Dataset excerpts:
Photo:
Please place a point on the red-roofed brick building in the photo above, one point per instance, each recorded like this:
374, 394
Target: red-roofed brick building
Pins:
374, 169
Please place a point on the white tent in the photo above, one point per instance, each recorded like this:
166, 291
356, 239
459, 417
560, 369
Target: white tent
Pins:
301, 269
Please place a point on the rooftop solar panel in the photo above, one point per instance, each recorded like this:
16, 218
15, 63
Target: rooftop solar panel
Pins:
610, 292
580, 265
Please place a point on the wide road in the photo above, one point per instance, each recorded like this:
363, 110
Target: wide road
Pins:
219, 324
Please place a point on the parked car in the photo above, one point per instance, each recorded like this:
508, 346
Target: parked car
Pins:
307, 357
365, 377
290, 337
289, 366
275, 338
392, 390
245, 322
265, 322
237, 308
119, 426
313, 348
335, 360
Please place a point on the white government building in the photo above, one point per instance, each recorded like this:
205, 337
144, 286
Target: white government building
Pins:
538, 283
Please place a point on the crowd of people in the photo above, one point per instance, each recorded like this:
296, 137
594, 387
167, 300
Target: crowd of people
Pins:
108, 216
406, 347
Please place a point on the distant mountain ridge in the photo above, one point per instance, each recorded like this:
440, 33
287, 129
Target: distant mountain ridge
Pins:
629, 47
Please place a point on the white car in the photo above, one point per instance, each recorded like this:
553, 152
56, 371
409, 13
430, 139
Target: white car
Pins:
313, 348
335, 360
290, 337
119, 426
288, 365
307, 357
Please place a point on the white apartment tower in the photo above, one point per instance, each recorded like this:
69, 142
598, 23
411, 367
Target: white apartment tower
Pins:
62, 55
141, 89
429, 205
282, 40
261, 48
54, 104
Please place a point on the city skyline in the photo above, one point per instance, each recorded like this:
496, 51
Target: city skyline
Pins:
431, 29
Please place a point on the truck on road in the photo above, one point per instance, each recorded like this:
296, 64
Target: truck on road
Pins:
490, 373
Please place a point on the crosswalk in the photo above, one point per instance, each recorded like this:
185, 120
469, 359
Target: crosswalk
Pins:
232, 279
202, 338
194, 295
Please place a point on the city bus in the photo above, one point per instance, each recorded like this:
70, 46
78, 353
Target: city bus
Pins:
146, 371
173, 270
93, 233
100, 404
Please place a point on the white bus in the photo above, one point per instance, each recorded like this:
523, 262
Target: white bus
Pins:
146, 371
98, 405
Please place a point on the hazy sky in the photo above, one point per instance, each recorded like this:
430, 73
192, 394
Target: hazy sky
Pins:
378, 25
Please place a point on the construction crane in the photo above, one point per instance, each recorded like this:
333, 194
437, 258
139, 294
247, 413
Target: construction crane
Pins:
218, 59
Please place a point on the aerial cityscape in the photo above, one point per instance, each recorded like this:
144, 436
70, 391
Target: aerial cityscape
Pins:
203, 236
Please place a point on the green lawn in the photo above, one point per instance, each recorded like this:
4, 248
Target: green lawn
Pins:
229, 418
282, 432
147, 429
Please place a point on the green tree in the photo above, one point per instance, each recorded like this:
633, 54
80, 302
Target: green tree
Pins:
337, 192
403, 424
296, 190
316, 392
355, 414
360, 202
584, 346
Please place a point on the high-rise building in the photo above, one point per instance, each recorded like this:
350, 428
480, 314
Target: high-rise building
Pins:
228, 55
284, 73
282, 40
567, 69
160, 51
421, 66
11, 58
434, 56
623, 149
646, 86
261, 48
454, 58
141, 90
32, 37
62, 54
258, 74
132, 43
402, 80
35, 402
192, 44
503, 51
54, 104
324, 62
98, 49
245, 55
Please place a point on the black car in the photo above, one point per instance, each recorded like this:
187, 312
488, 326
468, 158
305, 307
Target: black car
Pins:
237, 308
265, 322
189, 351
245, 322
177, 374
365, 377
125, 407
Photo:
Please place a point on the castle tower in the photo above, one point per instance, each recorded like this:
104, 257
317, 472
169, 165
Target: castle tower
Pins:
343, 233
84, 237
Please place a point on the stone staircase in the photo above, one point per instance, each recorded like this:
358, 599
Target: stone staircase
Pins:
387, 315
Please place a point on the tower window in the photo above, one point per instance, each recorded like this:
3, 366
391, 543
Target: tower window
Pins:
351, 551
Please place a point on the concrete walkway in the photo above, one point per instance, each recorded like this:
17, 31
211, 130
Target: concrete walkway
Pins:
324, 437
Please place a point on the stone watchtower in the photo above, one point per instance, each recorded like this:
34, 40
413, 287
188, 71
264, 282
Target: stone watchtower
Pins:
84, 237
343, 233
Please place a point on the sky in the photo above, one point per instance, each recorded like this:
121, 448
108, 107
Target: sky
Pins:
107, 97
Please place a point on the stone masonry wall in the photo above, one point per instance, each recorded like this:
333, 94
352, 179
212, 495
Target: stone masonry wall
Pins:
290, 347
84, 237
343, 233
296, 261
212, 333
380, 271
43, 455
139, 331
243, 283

---

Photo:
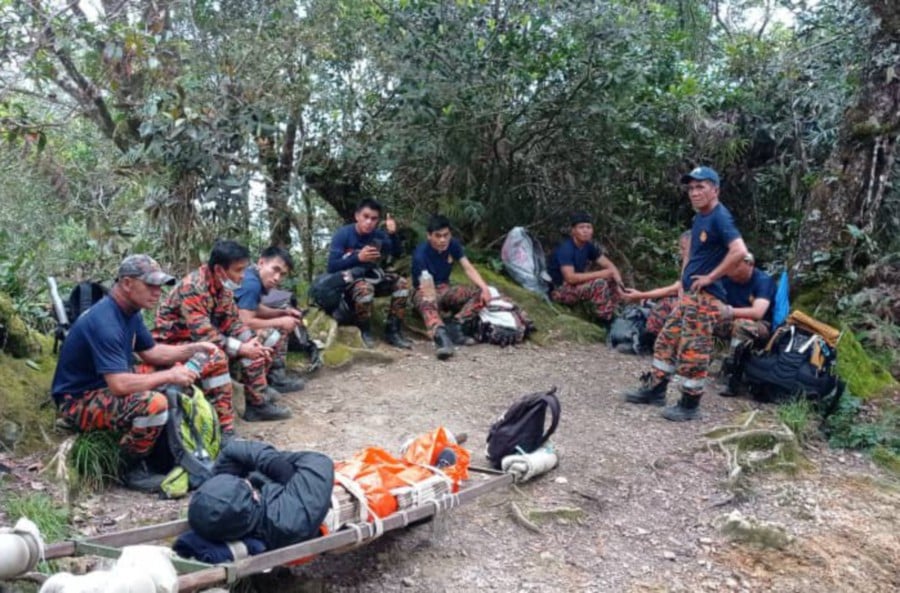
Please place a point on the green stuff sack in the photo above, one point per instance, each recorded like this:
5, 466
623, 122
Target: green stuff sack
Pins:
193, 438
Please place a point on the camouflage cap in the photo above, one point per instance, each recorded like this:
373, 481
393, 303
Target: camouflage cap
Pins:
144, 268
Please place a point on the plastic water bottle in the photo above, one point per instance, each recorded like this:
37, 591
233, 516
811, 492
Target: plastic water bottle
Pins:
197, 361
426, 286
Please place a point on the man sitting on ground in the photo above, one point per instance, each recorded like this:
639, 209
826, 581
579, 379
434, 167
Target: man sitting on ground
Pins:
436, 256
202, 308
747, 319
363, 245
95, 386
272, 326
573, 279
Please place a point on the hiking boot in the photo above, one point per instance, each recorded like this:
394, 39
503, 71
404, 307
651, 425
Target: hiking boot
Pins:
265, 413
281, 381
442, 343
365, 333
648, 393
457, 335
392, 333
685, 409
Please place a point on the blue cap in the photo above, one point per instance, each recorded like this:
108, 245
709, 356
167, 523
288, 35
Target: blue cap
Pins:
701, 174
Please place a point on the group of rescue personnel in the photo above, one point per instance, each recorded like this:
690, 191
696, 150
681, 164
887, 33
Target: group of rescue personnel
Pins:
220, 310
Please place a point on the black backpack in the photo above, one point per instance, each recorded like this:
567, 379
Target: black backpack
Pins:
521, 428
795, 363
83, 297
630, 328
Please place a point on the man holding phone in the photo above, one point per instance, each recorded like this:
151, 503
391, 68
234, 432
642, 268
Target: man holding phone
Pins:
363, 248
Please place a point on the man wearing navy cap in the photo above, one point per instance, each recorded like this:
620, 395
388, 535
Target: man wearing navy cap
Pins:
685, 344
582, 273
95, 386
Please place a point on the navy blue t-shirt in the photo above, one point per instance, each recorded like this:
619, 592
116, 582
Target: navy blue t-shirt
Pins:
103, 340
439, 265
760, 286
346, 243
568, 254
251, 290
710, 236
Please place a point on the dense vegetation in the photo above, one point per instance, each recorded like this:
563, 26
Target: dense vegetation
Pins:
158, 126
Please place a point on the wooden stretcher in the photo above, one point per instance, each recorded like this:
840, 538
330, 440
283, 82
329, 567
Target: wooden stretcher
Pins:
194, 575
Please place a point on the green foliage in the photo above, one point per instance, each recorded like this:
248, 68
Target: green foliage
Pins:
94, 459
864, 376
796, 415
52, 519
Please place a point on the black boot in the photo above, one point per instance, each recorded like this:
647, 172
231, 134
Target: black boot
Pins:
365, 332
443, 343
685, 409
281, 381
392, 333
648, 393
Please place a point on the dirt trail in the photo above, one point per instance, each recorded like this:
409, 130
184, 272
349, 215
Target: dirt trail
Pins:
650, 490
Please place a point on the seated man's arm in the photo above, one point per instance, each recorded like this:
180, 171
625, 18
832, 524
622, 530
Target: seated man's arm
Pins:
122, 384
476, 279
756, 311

==

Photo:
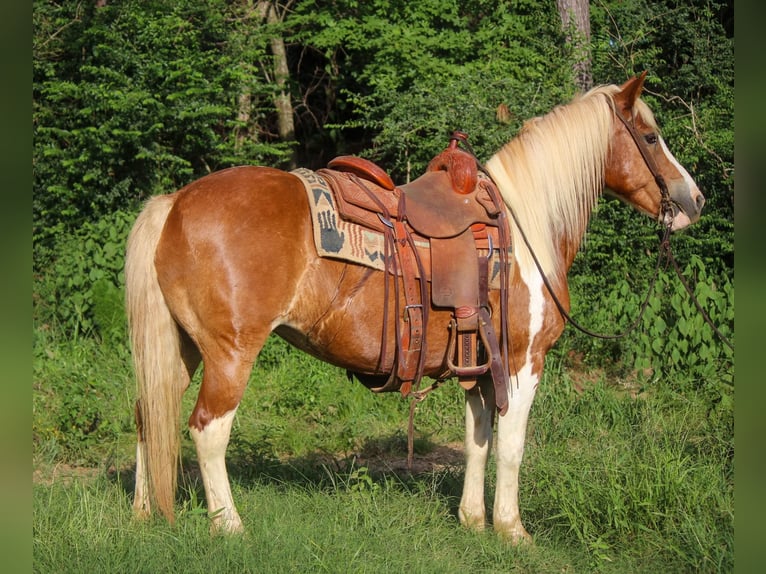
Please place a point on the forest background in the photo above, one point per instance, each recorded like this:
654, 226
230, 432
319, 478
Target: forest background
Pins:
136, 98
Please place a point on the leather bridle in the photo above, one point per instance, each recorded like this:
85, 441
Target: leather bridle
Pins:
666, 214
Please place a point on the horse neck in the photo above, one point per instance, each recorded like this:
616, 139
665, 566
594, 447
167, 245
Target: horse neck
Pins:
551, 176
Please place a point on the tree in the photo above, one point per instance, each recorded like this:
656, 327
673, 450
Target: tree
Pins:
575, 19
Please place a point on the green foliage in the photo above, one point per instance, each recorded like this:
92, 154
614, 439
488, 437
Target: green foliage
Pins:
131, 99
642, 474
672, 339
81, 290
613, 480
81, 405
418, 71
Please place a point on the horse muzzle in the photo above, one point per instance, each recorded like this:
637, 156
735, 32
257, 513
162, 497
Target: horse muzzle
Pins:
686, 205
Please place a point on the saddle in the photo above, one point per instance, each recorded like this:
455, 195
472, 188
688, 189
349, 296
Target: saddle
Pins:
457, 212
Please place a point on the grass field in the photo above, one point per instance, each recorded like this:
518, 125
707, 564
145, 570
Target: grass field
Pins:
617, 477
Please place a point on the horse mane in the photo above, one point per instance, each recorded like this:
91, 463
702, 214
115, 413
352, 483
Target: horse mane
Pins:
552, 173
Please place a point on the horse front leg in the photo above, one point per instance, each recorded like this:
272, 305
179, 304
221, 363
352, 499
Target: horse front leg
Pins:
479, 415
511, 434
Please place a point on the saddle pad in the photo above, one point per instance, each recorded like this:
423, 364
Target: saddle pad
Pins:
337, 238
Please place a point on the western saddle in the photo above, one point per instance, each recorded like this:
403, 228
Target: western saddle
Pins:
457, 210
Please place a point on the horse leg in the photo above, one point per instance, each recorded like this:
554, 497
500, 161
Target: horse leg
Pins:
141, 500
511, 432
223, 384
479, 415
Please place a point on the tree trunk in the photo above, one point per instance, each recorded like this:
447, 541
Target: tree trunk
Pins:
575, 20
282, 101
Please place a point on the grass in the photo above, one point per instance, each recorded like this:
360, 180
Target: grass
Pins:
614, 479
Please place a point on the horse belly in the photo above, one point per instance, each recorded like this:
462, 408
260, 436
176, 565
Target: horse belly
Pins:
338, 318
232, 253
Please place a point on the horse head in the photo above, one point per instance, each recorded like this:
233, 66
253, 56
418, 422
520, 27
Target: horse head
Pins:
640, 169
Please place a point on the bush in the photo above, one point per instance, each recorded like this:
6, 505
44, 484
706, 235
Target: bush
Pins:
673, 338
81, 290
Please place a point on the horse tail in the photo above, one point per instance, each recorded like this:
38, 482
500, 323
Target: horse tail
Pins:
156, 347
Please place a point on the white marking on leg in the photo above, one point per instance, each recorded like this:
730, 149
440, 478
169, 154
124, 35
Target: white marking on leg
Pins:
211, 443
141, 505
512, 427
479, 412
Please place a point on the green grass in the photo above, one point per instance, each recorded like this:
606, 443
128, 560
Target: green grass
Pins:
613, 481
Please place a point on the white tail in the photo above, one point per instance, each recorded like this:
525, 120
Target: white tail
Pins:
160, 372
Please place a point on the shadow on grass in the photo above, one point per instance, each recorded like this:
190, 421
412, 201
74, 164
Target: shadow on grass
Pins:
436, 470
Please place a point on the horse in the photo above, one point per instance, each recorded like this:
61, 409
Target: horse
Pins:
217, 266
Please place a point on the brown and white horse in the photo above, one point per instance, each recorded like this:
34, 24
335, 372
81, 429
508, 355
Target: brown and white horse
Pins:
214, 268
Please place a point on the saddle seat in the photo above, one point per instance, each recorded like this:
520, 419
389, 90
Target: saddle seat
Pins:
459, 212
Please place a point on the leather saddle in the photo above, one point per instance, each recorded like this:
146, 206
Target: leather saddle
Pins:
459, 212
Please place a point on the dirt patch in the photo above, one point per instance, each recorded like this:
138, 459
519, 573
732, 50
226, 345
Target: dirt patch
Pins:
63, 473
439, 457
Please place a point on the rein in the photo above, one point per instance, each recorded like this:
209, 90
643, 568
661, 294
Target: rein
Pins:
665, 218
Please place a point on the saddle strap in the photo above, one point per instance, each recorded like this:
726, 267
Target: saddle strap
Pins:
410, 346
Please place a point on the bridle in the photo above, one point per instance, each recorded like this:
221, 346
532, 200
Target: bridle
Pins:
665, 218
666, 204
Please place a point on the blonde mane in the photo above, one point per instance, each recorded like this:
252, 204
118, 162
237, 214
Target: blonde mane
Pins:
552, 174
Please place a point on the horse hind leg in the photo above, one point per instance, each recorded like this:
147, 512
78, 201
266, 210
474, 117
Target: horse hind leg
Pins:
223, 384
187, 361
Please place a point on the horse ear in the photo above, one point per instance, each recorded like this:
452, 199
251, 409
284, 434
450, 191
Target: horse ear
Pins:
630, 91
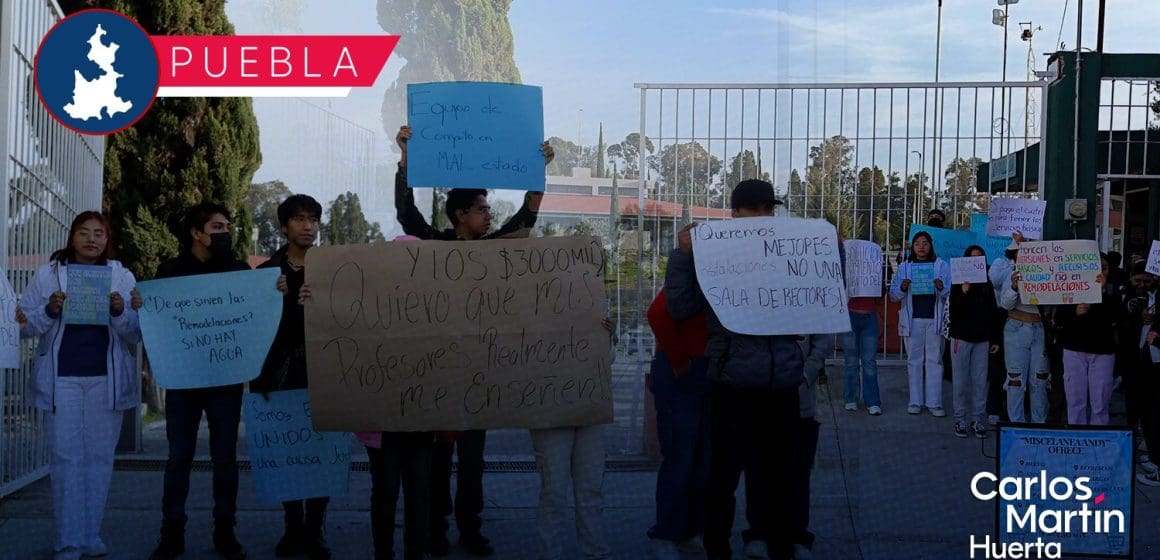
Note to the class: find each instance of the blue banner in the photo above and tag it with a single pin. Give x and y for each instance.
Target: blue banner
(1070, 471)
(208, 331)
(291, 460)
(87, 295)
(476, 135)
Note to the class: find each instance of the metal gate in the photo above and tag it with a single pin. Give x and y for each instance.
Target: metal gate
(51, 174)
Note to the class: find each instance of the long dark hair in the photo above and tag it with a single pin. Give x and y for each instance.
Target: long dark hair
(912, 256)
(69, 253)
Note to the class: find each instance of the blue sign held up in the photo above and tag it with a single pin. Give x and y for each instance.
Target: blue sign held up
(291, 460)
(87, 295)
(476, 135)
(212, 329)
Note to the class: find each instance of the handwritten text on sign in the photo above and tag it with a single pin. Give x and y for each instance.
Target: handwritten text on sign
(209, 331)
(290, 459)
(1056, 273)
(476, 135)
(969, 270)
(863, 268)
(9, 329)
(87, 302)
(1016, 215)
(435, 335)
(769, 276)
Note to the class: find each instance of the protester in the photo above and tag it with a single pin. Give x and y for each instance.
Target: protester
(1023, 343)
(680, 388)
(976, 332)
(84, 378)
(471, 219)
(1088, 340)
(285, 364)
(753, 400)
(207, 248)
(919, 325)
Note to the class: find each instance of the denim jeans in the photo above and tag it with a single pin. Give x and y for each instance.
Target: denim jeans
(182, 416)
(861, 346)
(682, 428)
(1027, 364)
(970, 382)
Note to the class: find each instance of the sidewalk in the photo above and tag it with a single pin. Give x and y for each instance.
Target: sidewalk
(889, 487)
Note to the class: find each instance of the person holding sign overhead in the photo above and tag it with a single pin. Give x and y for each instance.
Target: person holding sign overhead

» **Problem to solve**
Among the lines above, which ones include the word "lawn"? Copy them.

» **Answer for this exercise**
Please place a point on the green lawn in the photo above, one point per instance, each recorded like this:
Target: green lawn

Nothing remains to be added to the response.